Extrait choisi:
****************

Une production de terres rares plus écologique grâce à la sulfuration sélective

par | 19. janvier 2022 | Connaissances

« Qu’y a-t-il dans un nom ? », demande la Juliette de Shakespeare en songeant à l’héritage de Roméo. Dans le cas des éléments de terres rares (ETR), la terminologie donne l’impression que les gisements naturels de ces matières premières sont peu nombreux. Bien que la disponibilité des ETR soit effectivement limitée, ce fait ne résulte pas nécessairement d’une rareté essentielle des matières premières elles-mêmes. Les gisements d’éléments comme le cérium ou le néodyme sont plus importants que les gisements de plomb. Les ETR encore plus rares existent en plus grande quantité dans la croûte terrestre que l’or. Toutefois, outre une dépendance générale vis-à-vis de la Chine en ce qui concerne les chaînes d’approvisionnement en terres rares, c’est le processus de raffinage lui-même qui complique la quantité de production de ces éléments. Une nouvelle méthode mise au point au Massachusetts Institute of Technology (MIT), qui utilise la sulfuration, promet de rendre le processus de raffinage plus facile, moins cher et moins polluant.

****************

Extraits de données:
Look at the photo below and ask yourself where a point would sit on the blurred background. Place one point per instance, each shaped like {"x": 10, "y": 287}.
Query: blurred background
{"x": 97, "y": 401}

****************

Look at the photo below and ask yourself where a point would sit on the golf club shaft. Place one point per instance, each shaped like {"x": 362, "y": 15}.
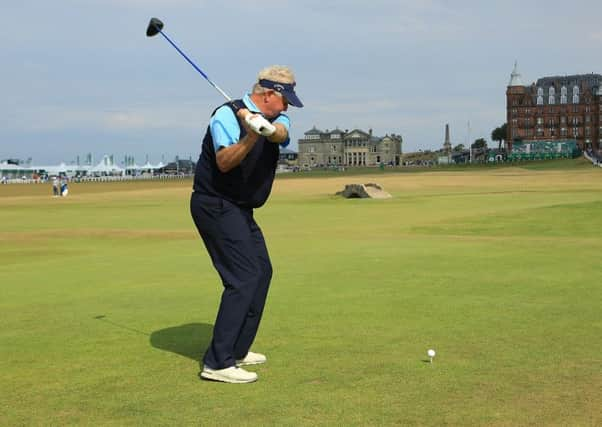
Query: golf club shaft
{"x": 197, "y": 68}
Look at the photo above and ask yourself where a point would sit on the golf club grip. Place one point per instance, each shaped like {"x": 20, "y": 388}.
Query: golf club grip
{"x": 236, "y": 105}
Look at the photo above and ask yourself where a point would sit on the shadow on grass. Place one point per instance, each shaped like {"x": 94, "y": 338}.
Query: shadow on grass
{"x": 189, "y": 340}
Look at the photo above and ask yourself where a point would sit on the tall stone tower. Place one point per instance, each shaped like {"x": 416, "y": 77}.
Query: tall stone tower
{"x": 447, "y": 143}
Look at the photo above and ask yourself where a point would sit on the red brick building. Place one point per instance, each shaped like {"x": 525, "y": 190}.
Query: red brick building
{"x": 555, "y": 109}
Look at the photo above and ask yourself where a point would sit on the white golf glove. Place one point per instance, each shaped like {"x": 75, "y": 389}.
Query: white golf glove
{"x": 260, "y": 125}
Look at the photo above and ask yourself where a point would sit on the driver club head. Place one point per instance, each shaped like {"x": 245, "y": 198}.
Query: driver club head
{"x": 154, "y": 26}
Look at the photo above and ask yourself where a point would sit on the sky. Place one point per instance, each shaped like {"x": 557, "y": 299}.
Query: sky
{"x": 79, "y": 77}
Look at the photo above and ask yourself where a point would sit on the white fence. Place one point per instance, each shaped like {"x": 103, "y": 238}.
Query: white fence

****************

À faire:
**A)** Répondez brièvement à ces questions sur le texte consacré aux terres rares :
(i) Quel personnage demande « Qu’y a-t-il dans un nom ? » ?
(ii) De quel métal les gisements sont-ils moins importants que ceux du cérium ou du néodyme ?
(iii) Quel procédé utilise la nouvelle méthode mise au point au MIT ?
**B)** Poursuivez le texte sur la production plus écologique des terres rares après sa dernière phrase.

Réponses:
**A)**
(i) La Juliette de Shakespeare.
(ii) Le plomb.
(iii) La sulfuration.

**B)**
Raffinage des terres rares

Les terres rares ne sont pas présentes telles quelles dans la nature. Elles existent en petits pourcentages de 12 % à 0,1 % dans les minerais (bastnäsite, monazite, xénotime) et doivent être extraites de ceux-ci. D’un point de vue chimique, les terres rares sont très similaires les unes aux autres et se trouvent généralement ensemble dans le minerai, ce qui complique encore la séparation d’un seul ETR. Pour être utilisée dans les éoliennes, les voitures électroniques et les catalyseurs, la matière première doit également présenter une certaine pureté. Le néodyme des super-aimants, par exemple, doit avoir une pureté d’au moins 99,5 % (ce qui signifie que seulement 0,5 % du matériau est constitué d’autres éléments).

Pour atteindre la qualité requise par l’industrie, le minerai passe par plusieurs étapes d’enrichissement, de séparation, de réduction et, enfin, de raffinage. Des acides sont utilisés pour extraire les ETR des minerais et les séparer des autres matières premières ainsi que les uns des autres. Il en résulte des terres rares pures, mais aussi des coûts élevés et des eaux usées radioactives. Comme les terres rares existent principalement dans des minerais qui contiennent également de l’uranium et du thorium, ces éléments radioactifs doivent également être éliminés par lavage pour obtenir des terres rares séparées. Ce facteur fait des terres rares une solution compliquée pour les défis climatiques actuels, car les applications dans les énergies renouvelables rencontrent des problèmes environnementaux pendant le processus de production.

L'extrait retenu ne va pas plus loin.